Home Where does Virginia stand on marriage amendment?
News

Where does Virginia stand on marriage amendment?

Contributors
The Top Story by Chris Graham

 

A majority of Virginians oppose gay marriage. But does that mean that a majority will vote in November in favor of a constitutional amendment that would prohibit gay marriage?

“We obviously need to make sure that voters get the message that they need to read the whole thing before they vote,” said Claire Guthrie Gastanaga, the campaign manager for the Richmond-based Commonwealth Coalition, which is leading the effort to fight against the passage of the amendment that will be on the ballot in Virginia in the fall, citing poll numbers that indicate that support for the measure declines sharply when voters make themselves aware of the full text of the ballot question.

The poll that she cited, conducted in June by the Alexandria-based firm Fabrizio McLaughlin and Associates for The Commonwealth Coalition, registered support for the amendment among Virginians read the entire text of the amendment by pollsters at 45 percent – with 40 percent opposed to the amendment and 14 percent undecided.

These numbers stand in stark contrast to data from an independent Mason-Dixon poll released in July that pegged support for the amendment at 56 percent of Virginia residents and opposition at 38 percent – with 6 percent undecided.

Extracted records

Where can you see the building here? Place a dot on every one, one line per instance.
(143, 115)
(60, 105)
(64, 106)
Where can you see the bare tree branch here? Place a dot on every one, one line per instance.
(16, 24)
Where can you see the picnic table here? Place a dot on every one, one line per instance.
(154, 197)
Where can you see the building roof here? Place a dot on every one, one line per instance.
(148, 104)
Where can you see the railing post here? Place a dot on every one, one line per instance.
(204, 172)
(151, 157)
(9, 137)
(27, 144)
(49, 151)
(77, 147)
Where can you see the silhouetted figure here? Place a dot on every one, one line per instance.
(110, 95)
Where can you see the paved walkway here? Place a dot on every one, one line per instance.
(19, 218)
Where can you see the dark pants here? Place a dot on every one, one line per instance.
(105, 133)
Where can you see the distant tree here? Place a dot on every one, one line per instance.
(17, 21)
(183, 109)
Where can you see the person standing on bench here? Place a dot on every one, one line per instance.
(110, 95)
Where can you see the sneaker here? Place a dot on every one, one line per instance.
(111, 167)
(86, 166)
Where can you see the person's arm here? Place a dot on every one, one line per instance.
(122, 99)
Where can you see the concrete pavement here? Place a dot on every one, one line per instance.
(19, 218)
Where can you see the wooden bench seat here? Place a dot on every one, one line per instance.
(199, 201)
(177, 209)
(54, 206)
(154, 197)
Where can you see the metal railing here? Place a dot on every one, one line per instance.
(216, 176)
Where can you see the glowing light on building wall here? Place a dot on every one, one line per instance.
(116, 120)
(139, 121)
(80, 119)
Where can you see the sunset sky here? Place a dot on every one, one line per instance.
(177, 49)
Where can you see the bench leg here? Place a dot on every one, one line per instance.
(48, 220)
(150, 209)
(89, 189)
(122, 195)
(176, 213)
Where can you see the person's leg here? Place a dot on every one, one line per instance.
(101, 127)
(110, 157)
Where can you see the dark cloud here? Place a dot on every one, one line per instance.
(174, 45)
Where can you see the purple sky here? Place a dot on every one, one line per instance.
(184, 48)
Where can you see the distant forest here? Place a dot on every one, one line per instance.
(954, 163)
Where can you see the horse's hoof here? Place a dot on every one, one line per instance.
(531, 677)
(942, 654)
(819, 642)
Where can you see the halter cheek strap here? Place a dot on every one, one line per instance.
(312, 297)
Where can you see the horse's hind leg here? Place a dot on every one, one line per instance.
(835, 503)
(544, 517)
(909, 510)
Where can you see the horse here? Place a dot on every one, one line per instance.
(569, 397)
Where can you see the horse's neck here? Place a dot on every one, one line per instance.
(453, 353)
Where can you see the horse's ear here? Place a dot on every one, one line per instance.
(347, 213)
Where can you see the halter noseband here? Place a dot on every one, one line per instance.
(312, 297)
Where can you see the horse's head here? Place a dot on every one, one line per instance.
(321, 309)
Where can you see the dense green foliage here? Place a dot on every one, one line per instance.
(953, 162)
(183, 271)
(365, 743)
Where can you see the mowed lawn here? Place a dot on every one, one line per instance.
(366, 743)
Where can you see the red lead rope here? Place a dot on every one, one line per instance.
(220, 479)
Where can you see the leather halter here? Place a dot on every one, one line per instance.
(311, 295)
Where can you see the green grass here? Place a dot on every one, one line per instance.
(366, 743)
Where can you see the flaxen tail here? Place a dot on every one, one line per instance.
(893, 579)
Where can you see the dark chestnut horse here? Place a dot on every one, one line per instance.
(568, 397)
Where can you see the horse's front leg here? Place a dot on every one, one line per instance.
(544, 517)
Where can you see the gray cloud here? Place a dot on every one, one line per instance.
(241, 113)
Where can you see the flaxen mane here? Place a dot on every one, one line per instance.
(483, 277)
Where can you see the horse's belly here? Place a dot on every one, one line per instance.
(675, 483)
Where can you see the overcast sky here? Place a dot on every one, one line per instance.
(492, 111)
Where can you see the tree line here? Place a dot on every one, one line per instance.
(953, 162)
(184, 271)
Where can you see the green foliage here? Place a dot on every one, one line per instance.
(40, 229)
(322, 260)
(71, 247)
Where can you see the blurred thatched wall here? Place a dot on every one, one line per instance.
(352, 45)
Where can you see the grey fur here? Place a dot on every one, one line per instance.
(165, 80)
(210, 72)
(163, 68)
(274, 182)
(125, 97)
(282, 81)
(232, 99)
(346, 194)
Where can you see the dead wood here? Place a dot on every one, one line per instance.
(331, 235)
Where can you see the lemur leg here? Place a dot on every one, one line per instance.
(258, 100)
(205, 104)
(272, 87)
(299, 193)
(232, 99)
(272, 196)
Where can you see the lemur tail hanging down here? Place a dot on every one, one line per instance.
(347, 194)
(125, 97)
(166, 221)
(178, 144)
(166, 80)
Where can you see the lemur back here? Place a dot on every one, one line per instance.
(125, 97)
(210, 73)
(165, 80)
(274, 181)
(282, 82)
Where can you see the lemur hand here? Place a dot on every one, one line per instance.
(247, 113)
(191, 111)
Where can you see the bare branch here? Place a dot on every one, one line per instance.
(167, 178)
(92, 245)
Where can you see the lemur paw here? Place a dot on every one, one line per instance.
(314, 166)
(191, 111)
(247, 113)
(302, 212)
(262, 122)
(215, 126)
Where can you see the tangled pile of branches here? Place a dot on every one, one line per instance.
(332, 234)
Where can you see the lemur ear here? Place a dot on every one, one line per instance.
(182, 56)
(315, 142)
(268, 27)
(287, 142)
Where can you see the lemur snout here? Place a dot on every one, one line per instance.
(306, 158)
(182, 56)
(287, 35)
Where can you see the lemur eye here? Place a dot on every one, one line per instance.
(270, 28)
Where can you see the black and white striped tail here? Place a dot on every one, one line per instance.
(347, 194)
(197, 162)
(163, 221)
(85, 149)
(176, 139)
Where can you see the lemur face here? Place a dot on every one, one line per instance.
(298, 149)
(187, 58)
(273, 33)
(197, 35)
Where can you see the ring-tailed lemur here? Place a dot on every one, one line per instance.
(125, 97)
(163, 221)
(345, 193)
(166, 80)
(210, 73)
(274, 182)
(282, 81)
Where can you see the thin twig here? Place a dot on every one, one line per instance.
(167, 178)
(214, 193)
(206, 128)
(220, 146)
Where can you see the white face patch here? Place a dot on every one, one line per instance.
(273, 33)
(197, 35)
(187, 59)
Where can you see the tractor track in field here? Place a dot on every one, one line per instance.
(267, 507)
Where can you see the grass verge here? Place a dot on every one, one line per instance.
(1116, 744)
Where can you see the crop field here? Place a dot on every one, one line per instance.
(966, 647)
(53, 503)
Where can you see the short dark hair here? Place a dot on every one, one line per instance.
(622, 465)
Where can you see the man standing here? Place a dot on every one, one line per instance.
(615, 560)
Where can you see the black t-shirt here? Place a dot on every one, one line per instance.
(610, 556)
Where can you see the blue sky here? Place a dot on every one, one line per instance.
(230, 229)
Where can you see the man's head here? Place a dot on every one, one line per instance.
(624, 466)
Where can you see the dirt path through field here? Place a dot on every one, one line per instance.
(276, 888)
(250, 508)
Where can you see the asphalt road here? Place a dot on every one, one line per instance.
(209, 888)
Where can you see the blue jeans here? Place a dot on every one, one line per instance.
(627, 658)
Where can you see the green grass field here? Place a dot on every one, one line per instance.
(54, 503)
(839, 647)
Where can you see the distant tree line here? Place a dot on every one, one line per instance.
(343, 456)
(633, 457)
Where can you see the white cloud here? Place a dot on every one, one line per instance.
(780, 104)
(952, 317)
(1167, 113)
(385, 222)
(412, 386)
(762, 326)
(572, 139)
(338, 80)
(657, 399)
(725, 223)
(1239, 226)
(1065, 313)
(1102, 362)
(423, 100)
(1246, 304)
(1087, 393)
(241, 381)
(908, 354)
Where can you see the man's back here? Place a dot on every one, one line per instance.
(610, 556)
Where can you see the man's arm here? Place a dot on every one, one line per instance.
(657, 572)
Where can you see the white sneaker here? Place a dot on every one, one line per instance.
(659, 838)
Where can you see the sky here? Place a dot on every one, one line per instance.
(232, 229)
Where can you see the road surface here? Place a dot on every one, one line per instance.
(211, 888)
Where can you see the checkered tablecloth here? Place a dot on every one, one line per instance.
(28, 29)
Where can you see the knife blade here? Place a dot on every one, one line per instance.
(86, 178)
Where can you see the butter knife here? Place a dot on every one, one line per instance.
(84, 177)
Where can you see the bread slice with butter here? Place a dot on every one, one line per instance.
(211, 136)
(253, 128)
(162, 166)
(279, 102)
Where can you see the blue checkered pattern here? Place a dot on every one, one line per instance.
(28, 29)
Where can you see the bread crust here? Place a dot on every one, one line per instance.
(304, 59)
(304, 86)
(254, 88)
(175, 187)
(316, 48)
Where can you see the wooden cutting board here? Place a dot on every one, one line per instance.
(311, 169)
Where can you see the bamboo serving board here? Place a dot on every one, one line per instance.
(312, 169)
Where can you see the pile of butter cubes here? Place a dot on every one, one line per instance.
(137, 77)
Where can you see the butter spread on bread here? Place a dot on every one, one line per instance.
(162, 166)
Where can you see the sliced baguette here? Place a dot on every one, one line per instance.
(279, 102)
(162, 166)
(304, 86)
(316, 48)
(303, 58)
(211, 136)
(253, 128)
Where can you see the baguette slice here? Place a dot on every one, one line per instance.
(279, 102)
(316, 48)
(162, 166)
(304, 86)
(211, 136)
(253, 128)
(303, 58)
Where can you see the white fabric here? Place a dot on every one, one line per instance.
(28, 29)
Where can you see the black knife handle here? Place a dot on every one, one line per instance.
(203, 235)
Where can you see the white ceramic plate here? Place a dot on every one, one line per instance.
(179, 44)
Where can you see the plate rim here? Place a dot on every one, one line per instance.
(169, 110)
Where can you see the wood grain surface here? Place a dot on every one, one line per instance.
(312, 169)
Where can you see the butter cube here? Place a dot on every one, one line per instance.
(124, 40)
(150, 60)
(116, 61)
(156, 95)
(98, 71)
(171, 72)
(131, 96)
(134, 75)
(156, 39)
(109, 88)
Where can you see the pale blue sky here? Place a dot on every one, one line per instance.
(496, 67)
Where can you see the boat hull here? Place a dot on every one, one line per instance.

Tasks →
(1) Transcribe the part of the article on Virginia's marriage amendment between "A majority of" and "the ballot question.", inclusive.
(2) In the article on Virginia's marriage amendment, why does Claire Guthrie Gastanaga say voters need to read the whole ballot question before voting? Answer in one to three sentences.
(3) Continue the article on Virginia's marriage amendment from where it stops.
The data above is separate from the article and isn't part of it.

Per-task outputs →
(1)
A majority of Virginians oppose gay marriage. But does that mean that a majority will vote in November in favor of a constitutional amendment that would prohibit gay marriage?

“We obviously need to make sure that voters get the message that they need to read the whole thing before they vote,” said Claire Guthrie Gastanaga, the campaign manager for the Richmond-based Commonwealth Coalition, which is leading the effort to fight against the passage of the amendment that will be on the ballot in Virginia in the fall, citing poll numbers that indicate that support for the measure declines sharply when voters make themselves aware of the full text of the ballot question.

(2) She cites poll numbers showing that support for the amendment drops sharply once voters learn the full text of the ballot question. Making sure voters read the whole thing could therefore help defeat the amendment.

(3)
One possible reason for the discrepancy – Mason-Dixon pollsters read only the first paragraph of the amendment question, which asks voters if the Virginia Constitution should be amended to reflect that “only a union between one man and one woman may be a marriage valid in or recognized by this Commonwealth and its political subdivisions.”

Left out was paragraph two – “This Commonwealth and its political subdivisions shall not create or recognize a legal status for relationships of unmarried individuals that intends to approximate the design, qualities, significance, or effects of marriage. Nor shall this Commonwealth or its political subdivisions create or recognize another union, partnership, or other legal status to which is assigned the rights, benefits, obligations, qualities, or effects of marriage.”

“When I saw the Mason-Dixon poll, I was encouraged,” Gastanaga said. “I was encouraged for a lot of reasons – one because the Mason-Dixon poll, which only asked the first sentence, showed a significant increase in opposition to the amendment in the last year from our poll of a year ago, and no increase at all in the support of the overall concept of what the other side is trying to promote this amendment as.

“Mason-Dixon took the most negative way that this issue could be presented, went to the voters, and despite the fact that the other side has been working this for a year, their numbers didn’t go up at all, and might have gone down slightly, if you look at the margin of error – and the no’s went up significantly. So I find the Mason-Dixon poll, even though it used the wrong question, amazingly encouraging,” Gastanaga told The Augusta Free Press.Christopher Newport University political-science professor Quentin Kidd, for his part, was “really surprised” at the numbers provided by Mason-Dixon.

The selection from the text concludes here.